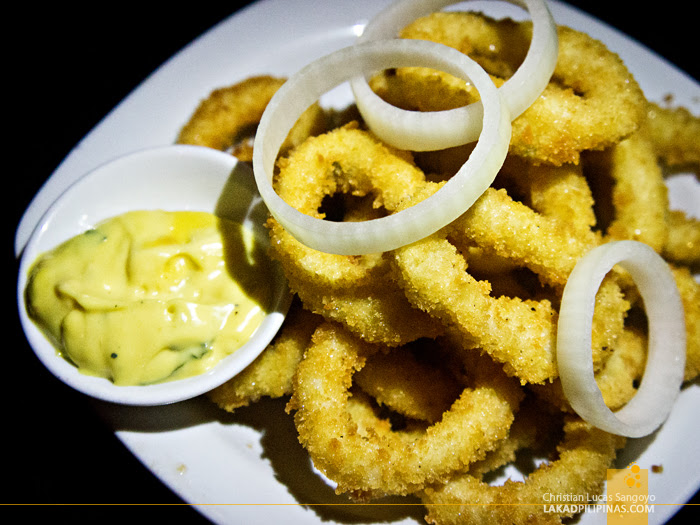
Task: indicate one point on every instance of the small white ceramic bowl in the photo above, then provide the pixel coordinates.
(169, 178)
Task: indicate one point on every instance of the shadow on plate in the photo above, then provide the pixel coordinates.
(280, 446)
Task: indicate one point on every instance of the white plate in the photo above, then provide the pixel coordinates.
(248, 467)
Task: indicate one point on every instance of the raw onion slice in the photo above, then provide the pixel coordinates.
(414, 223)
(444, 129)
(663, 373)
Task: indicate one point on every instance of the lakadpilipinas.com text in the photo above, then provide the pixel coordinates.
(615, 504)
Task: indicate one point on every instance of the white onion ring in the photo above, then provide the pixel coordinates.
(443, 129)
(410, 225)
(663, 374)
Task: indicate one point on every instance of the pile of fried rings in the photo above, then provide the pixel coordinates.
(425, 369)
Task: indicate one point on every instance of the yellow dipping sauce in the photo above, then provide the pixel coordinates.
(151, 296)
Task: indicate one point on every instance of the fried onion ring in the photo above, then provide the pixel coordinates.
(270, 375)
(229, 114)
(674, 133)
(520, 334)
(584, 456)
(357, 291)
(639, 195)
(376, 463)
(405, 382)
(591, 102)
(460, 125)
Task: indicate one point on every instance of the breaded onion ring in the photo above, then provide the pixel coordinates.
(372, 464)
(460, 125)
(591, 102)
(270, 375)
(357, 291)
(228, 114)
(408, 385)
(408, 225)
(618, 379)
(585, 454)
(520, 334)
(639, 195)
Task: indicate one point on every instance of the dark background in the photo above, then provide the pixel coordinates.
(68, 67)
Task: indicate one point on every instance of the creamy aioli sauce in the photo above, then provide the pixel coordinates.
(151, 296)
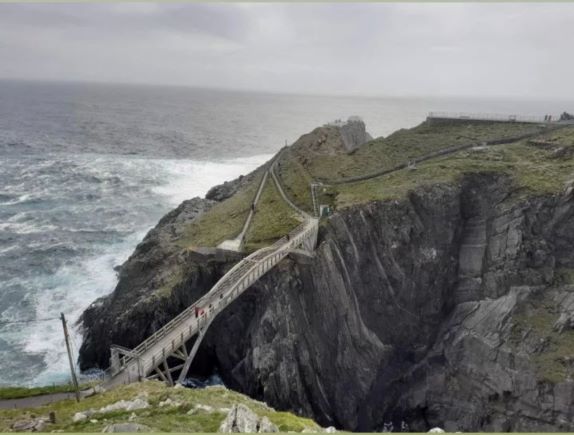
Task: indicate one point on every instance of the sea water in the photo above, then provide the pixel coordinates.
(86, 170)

==

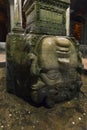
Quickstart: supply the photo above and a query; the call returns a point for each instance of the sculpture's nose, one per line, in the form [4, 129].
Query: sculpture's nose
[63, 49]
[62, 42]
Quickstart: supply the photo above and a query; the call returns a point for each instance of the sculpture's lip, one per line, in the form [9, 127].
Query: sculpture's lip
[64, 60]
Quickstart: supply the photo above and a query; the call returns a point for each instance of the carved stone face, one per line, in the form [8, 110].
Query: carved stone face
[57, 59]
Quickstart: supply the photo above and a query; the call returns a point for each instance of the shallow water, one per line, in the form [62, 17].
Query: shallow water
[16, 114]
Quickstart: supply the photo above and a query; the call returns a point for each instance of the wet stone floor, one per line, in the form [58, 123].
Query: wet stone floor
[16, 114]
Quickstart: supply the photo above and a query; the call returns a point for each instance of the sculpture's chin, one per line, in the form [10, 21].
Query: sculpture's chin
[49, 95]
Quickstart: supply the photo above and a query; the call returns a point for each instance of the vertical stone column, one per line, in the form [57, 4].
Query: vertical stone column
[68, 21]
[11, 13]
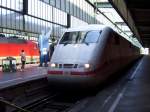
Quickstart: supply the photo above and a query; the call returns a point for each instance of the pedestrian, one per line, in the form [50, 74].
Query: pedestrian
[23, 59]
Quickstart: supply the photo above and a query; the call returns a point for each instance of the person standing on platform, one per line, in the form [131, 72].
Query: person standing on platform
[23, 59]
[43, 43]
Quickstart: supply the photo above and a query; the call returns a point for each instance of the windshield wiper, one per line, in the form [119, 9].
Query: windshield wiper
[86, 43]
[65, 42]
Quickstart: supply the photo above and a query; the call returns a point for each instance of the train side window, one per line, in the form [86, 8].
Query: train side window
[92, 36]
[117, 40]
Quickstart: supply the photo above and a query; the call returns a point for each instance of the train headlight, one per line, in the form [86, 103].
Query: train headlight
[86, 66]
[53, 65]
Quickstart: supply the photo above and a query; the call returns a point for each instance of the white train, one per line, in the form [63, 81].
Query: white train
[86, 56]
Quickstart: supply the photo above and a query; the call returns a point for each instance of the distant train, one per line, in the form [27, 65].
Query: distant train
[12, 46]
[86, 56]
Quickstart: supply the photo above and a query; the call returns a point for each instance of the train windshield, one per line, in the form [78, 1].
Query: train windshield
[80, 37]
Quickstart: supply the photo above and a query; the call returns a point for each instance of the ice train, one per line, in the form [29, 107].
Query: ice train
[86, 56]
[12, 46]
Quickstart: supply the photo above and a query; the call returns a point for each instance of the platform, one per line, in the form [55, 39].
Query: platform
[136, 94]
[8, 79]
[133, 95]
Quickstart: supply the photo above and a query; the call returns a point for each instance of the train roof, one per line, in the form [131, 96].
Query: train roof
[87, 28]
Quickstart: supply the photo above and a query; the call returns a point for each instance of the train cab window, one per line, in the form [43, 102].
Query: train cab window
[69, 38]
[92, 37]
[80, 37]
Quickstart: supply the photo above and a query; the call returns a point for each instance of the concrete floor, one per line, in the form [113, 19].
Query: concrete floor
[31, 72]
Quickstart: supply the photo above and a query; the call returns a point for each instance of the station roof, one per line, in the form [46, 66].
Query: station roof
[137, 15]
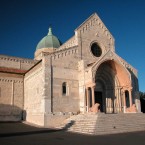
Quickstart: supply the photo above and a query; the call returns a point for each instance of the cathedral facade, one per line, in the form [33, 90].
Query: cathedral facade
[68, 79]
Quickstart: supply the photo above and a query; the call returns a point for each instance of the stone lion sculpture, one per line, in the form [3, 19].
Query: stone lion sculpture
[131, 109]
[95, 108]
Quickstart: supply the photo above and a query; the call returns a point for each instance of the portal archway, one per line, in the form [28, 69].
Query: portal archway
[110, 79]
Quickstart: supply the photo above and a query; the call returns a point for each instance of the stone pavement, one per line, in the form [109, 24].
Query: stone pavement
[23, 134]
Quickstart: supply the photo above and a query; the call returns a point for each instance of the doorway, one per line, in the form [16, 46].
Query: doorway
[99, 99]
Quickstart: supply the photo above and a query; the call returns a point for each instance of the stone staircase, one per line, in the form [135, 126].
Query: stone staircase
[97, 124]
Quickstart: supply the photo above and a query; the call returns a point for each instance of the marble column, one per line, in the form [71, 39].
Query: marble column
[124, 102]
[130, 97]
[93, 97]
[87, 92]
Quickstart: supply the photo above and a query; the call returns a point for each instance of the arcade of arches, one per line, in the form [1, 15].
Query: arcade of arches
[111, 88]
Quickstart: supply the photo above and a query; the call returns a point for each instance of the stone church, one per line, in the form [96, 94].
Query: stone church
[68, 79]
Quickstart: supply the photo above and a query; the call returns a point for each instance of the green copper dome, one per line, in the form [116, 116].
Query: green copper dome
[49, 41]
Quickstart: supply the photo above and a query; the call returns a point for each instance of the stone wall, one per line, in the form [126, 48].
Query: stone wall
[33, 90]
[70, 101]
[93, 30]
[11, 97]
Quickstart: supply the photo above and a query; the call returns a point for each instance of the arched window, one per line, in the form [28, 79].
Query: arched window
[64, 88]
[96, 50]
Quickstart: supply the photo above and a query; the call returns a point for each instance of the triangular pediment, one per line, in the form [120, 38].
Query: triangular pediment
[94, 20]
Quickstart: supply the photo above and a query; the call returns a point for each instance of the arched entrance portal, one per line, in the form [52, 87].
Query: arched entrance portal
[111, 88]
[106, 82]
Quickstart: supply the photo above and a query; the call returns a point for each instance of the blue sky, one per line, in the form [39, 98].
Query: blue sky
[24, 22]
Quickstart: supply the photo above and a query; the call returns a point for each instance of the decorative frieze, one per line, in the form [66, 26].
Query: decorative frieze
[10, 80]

## Exercise prompt:
Copy out only the lines of the records above from the one with "Query: ice train" through the one with "form [43, 102].", exactly as they stand, both included.

## Solution for this task:
Query: ice train
[86, 56]
[12, 46]
Quickstart: supply the photo above and a query; the call returns a point for each instance of the platform, one per line, in the form [55, 39].
Query: platform
[136, 94]
[8, 79]
[133, 95]
Quickstart: supply the photo above and a query; the call returns a point for each instance of the train roof, one per line, in the form [131, 96].
Query: train roof
[87, 28]
Quickstart: supply the photo above and a query; the call returns a point for each instance of the train cab window, one per line, in the form [43, 102].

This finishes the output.